::: Material supplied
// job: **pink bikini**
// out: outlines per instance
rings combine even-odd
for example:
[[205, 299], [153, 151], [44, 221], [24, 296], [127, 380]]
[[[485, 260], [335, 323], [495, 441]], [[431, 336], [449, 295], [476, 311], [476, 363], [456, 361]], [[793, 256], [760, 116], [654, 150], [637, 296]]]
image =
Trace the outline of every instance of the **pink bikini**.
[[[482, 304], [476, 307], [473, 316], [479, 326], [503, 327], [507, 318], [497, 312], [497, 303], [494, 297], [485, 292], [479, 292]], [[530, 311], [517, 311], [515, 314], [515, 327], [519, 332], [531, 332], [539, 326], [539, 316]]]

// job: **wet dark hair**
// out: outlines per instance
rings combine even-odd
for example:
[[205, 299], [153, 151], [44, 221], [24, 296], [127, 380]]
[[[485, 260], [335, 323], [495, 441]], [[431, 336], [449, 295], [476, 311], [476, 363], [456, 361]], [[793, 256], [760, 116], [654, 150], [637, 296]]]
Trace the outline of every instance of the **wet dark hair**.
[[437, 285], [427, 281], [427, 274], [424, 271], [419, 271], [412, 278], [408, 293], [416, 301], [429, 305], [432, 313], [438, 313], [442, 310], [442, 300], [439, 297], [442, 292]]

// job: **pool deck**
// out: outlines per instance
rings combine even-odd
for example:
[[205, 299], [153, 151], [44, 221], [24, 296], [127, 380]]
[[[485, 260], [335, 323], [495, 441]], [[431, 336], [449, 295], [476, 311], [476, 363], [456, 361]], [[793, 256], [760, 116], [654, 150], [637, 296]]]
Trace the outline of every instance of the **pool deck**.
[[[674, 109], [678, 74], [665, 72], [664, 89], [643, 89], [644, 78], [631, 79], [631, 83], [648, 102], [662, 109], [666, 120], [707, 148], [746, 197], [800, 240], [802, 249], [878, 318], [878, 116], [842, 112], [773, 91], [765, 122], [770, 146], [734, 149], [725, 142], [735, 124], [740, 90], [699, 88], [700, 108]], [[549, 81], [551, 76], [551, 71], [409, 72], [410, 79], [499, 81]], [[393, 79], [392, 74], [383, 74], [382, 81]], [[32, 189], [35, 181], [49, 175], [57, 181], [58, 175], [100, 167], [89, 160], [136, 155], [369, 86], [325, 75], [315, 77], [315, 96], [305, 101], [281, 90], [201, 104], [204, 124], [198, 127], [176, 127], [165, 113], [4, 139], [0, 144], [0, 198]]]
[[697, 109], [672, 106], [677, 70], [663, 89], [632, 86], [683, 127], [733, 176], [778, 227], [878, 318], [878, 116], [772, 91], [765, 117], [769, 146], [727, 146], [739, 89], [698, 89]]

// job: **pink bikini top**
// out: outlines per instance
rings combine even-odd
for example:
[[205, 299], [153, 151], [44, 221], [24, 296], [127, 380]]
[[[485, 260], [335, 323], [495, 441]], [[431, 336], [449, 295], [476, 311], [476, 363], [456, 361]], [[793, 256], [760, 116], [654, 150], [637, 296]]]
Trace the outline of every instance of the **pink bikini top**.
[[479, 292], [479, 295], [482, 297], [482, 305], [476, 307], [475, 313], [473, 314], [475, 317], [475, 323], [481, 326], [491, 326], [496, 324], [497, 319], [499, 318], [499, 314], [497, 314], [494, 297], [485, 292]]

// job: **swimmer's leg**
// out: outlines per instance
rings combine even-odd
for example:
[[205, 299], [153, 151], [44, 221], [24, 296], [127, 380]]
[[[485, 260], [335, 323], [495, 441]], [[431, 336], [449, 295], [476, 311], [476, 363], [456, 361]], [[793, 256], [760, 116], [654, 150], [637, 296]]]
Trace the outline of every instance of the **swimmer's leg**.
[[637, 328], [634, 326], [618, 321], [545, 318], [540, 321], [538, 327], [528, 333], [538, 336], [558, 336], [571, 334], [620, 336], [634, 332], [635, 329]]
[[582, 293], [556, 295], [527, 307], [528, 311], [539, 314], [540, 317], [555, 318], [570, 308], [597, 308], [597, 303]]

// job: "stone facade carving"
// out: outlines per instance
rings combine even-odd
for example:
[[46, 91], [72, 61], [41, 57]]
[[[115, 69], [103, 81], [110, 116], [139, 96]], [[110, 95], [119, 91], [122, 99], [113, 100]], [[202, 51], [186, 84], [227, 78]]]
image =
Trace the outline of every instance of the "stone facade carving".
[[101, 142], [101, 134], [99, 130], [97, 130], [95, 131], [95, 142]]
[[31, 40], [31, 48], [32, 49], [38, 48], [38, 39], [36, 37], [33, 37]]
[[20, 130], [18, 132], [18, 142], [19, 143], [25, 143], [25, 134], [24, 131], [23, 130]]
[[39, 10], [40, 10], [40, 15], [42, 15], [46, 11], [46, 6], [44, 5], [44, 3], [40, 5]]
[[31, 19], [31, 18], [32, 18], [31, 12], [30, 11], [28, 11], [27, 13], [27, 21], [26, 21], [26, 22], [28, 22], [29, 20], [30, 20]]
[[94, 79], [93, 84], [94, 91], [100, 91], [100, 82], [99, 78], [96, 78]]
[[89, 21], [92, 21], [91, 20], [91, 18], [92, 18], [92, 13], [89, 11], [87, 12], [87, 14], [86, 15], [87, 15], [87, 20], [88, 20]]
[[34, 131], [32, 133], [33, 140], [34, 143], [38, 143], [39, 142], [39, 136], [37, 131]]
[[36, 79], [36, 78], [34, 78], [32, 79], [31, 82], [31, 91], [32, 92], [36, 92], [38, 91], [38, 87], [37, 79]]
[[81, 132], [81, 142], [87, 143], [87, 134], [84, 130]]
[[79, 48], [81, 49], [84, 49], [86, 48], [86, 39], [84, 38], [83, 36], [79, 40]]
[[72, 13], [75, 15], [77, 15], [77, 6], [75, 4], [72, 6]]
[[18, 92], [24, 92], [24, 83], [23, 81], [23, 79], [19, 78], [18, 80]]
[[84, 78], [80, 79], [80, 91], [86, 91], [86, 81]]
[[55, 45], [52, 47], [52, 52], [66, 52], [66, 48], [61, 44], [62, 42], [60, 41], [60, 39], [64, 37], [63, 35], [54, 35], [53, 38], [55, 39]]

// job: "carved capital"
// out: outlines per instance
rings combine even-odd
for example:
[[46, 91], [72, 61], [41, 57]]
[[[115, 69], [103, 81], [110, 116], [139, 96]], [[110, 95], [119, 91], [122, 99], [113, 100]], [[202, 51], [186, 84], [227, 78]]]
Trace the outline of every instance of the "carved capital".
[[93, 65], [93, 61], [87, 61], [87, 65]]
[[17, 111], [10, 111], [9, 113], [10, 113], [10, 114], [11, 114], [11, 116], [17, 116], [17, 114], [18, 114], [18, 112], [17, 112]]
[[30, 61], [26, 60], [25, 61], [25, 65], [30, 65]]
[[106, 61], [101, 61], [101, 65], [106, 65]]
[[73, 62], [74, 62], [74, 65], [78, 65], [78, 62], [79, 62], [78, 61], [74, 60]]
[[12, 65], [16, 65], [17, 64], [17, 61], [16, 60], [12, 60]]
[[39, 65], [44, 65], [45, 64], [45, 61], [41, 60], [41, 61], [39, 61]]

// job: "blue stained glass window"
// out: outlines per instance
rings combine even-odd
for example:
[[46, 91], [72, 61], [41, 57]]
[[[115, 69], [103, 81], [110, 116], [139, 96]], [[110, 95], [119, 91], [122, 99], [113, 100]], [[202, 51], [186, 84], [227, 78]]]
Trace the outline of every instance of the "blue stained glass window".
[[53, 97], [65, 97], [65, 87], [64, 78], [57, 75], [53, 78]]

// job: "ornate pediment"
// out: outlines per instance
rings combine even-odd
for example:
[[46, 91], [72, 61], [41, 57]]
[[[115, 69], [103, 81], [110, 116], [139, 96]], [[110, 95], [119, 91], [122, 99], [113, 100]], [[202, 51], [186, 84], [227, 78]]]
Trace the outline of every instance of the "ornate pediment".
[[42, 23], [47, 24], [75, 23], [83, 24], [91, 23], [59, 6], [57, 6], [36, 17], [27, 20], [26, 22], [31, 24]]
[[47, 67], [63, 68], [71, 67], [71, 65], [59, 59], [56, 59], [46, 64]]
::::::
> [Task goal]:
Starting at the line that has "job: **pool deck**" and stopping after the line that has "Trace the outline of every instance of the **pool", write out those lines again with "even-odd" swapped for "nonzero" and everything else kept the same.

> [Correct answer]:
// job: **pool deck**
// out: outlines per instance
rings combine nonzero
for example:
[[205, 299], [153, 151], [44, 221], [24, 296], [127, 380]]
[[[485, 260], [335, 323], [495, 441]], [[431, 336], [449, 295], [476, 311], [476, 363], [456, 361]], [[793, 256], [760, 116], [654, 150], [637, 296]]]
Trace the outline of every instance of the **pool deck**.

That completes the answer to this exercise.